◆ Exercise ◆
Each entry that follows is to be copied exactly, minus any pictures.

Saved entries
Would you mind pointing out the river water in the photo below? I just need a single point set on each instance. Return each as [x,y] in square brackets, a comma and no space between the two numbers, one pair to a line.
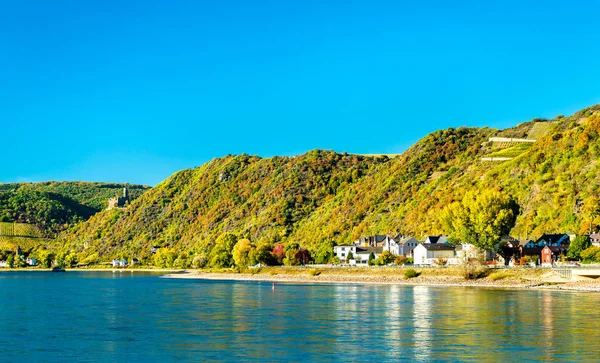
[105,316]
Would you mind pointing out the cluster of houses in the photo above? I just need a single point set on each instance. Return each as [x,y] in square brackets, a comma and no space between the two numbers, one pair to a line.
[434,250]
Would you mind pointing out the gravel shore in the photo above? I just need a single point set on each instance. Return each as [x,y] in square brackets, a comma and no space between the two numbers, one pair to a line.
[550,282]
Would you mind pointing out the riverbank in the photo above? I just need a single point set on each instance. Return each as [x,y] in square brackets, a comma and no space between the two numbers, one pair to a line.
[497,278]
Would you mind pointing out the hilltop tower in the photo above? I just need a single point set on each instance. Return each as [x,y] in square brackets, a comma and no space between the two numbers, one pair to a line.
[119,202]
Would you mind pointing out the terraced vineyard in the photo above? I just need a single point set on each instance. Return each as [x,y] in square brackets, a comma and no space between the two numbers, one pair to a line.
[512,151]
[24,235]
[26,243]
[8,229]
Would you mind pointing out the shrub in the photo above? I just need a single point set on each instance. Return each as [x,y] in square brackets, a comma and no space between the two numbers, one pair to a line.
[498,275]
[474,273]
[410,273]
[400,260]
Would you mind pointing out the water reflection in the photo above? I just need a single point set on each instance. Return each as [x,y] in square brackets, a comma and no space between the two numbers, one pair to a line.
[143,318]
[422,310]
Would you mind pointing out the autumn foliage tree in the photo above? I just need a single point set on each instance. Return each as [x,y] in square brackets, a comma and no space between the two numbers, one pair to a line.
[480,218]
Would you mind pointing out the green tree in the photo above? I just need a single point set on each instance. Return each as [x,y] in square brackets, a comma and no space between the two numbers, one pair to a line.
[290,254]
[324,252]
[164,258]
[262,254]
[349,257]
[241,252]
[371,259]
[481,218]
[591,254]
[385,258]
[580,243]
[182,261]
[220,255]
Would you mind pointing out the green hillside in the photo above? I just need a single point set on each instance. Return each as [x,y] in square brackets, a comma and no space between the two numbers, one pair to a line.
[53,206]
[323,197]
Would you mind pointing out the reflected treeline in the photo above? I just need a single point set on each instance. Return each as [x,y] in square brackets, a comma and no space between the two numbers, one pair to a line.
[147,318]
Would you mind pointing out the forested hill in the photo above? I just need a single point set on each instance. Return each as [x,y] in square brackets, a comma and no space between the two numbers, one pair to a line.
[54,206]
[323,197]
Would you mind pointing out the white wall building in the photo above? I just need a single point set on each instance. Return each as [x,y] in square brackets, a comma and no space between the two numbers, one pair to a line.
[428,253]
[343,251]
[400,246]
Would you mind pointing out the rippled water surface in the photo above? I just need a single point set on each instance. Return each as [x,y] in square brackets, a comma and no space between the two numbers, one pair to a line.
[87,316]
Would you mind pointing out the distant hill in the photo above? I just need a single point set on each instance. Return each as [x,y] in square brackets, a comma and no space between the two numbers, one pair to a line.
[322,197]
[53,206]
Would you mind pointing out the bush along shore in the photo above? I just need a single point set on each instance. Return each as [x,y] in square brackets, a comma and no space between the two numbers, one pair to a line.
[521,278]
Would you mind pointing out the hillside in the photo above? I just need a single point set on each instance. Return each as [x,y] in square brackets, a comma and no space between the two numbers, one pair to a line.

◆ Answer space ◆
Would you mind pointing out the river water in the photo below? I just need a single point set on each instance. Return each as [x,y] in square brackets, a comma and no space between the two numbers, one pair to a line.
[105,316]
Would you mind pointing out the cluster of houses in the photo above? I just need a single point set on each instance. Return each as [x,y] in square brackets, a comma and no space between the two numbers, one pair to a line.
[434,250]
Would you mind pointing out the gravel shore in the photo above? I just need a single point set on each instance. Return each as [x,y] in square brackets, a comma and no space between the two numbers, one pair to a line.
[550,282]
Would you mind pointing out the riverbank in the photo above? I just need a single point set on each instance. Return each as [x,y] in square brackets, a comma and no space between the two numbers, one pair to a line.
[497,278]
Would you mind pointing out the hilltop tower in the photo above? I just need a single point set on each instance. Return each as [x,y] in square brackets, a comma and no space between the two numbers, one pair to a line.
[119,202]
Would you mind pointing out the terraced vineyard in the photo above? I just need a single point set on each instance. Return each as [x,y] in square brackets, a comma and no space between the two numbers, one pair to a line.
[512,151]
[24,235]
[26,243]
[8,229]
Would you mind pointing out the shrub in the photo above? I just need a single point set on each instance. Return each as [x,y] in square brackets, a comma and no space between the two numbers, one pair to a line.
[498,275]
[474,273]
[410,273]
[400,260]
Would you mind pointing out the water reflection in the photo above? I just need a single point set on each instance. Return each as [x,y] in square brackets, a comma and no space between the two numbers, one pair to a line.
[143,318]
[422,310]
Would you mind pointing out the autumn foliage tree in the photo above? I just need a single point set on each instance. Return each as [x,y] in square brackets, a comma and no space between the two numbers, one pair to a line.
[480,218]
Would you mind pointing out the green tree in the photo above? I just need a single point set on each instance. Return each as [x,y] in square brackets, a comma and no space between the two numbers, one pair to a line.
[290,254]
[324,252]
[164,258]
[262,254]
[349,257]
[241,252]
[371,259]
[481,218]
[591,254]
[385,258]
[580,243]
[182,261]
[220,255]
Would you mind pointing out the green hillside in the photo above? I just need a single point set on each instance. Return each as [x,y] in square brackets, a comma and no space between the two numbers, one pair to a line.
[53,206]
[323,197]
Would you mind pointing out the reflected treeline in the photo above? I just need a single point set on each instance. Return each as [x,y] in square brackets, a comma and no space between the two numbers, one pair to a line.
[147,318]
Would you mind pointing out the forested hill in the photo above? I just need a single point set on each instance. Return each as [x,y] in square brackets, a comma and no space between the two numbers, one pair to a line.
[54,206]
[323,197]
Would you mind pointing out the white wall building in the photo above? I just need a single point set on each instance. Return each as [x,y] in square brackets, a comma and no space between the two numbers, one pair to a line.
[428,253]
[343,251]
[400,246]
Would you mind pointing out the rippled water surface in the photo above? I just need a single point set on each instance. Return each as [x,y] in square brackets, a comma and no space between the two numbers, one pair to a line.
[87,316]
Would you mind pointing out the distant hill in the photo above? I just need a single point set on each instance. Return each as [x,y] in square brackets, a comma and no space between the two numbers, one pair to a line.
[322,197]
[53,206]
Would you mind pointing out the bush along shore in the photo above? I just need a single point set on each instance. Return each as [x,y] in square brackets, a comma and no space between the two numbers, one pair to a line.
[521,278]
Would you mind pointing out the hillside in the photo above? I just need a single point set on each instance. Return each as [x,y] in square brackets, a comma and no space between the two numbers, one pair to a line.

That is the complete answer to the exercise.